---------- Records for the task

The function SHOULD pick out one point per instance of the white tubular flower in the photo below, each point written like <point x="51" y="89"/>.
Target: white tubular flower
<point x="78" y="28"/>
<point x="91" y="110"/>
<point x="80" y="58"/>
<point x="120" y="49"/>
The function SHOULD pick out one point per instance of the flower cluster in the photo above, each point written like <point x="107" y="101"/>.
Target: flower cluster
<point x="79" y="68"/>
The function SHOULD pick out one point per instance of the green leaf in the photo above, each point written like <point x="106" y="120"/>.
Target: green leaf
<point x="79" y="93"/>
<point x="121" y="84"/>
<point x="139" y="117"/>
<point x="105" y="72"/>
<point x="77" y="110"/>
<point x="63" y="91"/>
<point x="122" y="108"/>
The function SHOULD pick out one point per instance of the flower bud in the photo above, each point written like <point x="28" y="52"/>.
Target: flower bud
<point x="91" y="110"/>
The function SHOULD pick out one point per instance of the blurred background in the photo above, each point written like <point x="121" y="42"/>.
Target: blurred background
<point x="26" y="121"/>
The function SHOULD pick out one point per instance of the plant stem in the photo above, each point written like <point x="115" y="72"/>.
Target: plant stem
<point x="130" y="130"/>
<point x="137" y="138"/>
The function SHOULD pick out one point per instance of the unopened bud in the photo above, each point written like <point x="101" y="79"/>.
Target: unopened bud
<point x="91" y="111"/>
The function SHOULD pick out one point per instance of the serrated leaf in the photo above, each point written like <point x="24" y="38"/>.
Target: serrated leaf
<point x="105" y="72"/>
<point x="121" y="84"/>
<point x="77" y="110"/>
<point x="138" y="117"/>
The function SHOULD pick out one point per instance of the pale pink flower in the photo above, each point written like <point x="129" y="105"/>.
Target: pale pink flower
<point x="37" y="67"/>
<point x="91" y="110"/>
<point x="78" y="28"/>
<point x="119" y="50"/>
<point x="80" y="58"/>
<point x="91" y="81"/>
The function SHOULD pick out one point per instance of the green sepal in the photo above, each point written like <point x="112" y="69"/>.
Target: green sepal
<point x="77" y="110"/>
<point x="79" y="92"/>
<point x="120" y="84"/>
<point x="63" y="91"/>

--------------------

▶ **Exercise goal**
Reproduce all of the material above verbatim, from its first line through its last.

▶ **Worked solution**
The function SHOULD pick out one point per instance of the white tubular flower in the photo below, each point written like <point x="51" y="89"/>.
Target: white tubular flower
<point x="78" y="28"/>
<point x="91" y="110"/>
<point x="80" y="58"/>
<point x="120" y="49"/>
The function SHOULD pick out one point per instance of the flower cluster in the photo above, each point written like <point x="107" y="101"/>.
Target: flower cluster
<point x="79" y="68"/>
The function SHOULD pick out one point per instance of the green leaf in the photo above, each point written like <point x="106" y="120"/>.
Target: green leaf
<point x="79" y="93"/>
<point x="121" y="84"/>
<point x="139" y="117"/>
<point x="105" y="72"/>
<point x="77" y="110"/>
<point x="63" y="91"/>
<point x="122" y="108"/>
The function SHOULD pick out one point per instance of the flower bud in the photo above, each point written like <point x="28" y="52"/>.
Target: flower bud
<point x="91" y="110"/>
The function SHOULD pick out one point per instance of the blurred background in the photo above, each point written like <point x="121" y="42"/>.
Target: blurred background
<point x="26" y="121"/>
The function SHOULD pick out one point per instance of the plant stem in the photo above, each point written like <point x="115" y="72"/>.
Target: plant stem
<point x="130" y="130"/>
<point x="137" y="138"/>
The function SHOULD pick out one point per instance of the unopened bud in the photo above, each point written like <point x="101" y="79"/>.
Target: unopened bud
<point x="91" y="111"/>
The function SHOULD pick out one point per instance of the serrated leaf in the photo above, each point written like <point x="24" y="38"/>.
Target: serrated leaf
<point x="105" y="72"/>
<point x="121" y="84"/>
<point x="77" y="110"/>
<point x="138" y="117"/>
The function SHOULD pick out one point per instance of the pale pink flower in the photo above, each point written like <point x="129" y="105"/>.
Target: pale pink flower
<point x="37" y="67"/>
<point x="91" y="110"/>
<point x="78" y="28"/>
<point x="119" y="50"/>
<point x="80" y="58"/>
<point x="91" y="81"/>
The function SHOULD pick out one point per instance of the green sepal in the photo above, each point written like <point x="112" y="69"/>.
Target: green sepal
<point x="77" y="110"/>
<point x="79" y="92"/>
<point x="120" y="84"/>
<point x="63" y="91"/>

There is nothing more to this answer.